▽
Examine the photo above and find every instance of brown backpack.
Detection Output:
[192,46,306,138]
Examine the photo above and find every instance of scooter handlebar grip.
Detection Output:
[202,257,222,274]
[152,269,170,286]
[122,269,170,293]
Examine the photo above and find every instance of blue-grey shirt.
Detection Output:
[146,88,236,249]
△
▽
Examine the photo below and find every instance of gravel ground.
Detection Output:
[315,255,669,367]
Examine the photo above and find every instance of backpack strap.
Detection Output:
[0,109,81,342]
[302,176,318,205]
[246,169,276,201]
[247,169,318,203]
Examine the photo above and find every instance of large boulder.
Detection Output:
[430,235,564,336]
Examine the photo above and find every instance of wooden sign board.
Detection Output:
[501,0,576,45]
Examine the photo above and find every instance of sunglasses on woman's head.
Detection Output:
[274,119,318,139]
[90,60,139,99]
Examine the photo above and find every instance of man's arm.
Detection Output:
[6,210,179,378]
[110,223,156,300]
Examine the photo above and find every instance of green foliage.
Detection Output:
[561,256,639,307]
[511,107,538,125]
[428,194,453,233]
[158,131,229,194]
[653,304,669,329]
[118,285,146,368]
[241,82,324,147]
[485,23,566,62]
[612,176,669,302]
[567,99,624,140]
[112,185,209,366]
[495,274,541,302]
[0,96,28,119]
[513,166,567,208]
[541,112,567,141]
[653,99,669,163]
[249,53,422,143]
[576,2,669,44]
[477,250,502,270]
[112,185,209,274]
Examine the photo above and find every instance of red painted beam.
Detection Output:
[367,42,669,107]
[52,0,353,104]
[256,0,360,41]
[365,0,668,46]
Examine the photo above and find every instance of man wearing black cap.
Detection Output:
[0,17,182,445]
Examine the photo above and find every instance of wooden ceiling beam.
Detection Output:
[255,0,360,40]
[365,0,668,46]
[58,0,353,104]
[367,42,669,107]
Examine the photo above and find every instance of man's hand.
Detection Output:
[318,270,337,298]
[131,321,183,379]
△
▸ **GIVEN REQUEST**
Copy out the entries above again, everything from the line containing "Examine the photo below" down to the line containing "[131,321,183,379]", with both of those lines included.

▸ **FINISHED ANSWER**
Examine the photo below and find every instance of gravel ground.
Detection Output:
[315,255,669,367]
Examine the photo above and find every instance of backpack strap.
Detection Output:
[0,109,81,342]
[302,176,318,205]
[246,169,276,201]
[247,169,318,203]
Examine the photo above and find every instance of large boulder.
Detection Output:
[430,235,564,336]
Examine the photo above and find every instance of wooden sign board.
Detection Output:
[501,0,576,45]
Examine the photo above and find every instance of sunglasses on woman's head.
Detection Output:
[274,119,318,139]
[90,60,139,99]
Examine the photo above and find every instance of man's arm.
Detection Output:
[6,210,179,378]
[110,223,156,300]
Examine the photo above and find every instance of green foliage.
Detection Output:
[561,256,639,307]
[511,107,538,125]
[428,194,453,233]
[158,131,229,194]
[653,304,669,329]
[118,285,146,368]
[241,82,324,147]
[485,23,566,62]
[612,176,669,302]
[567,99,624,140]
[112,185,209,366]
[495,274,541,302]
[0,96,28,119]
[513,166,567,208]
[541,112,567,141]
[653,99,669,163]
[249,53,422,143]
[576,2,669,44]
[477,250,502,270]
[112,185,209,274]
Examine the photo above and find every instance of red painted beam.
Detection Output:
[367,42,669,107]
[52,0,353,104]
[256,0,360,41]
[365,0,668,46]
Examine the photo above and find every instance of man wearing black cap.
Detection Output:
[0,17,182,445]
Examine the photo above and find every instance of wooden ceiling beam.
Detection Output:
[255,0,360,40]
[365,0,668,46]
[58,0,353,104]
[367,42,669,107]
Examine the photo above and find every instance of man's hand.
Detection Output:
[318,270,337,298]
[131,321,183,379]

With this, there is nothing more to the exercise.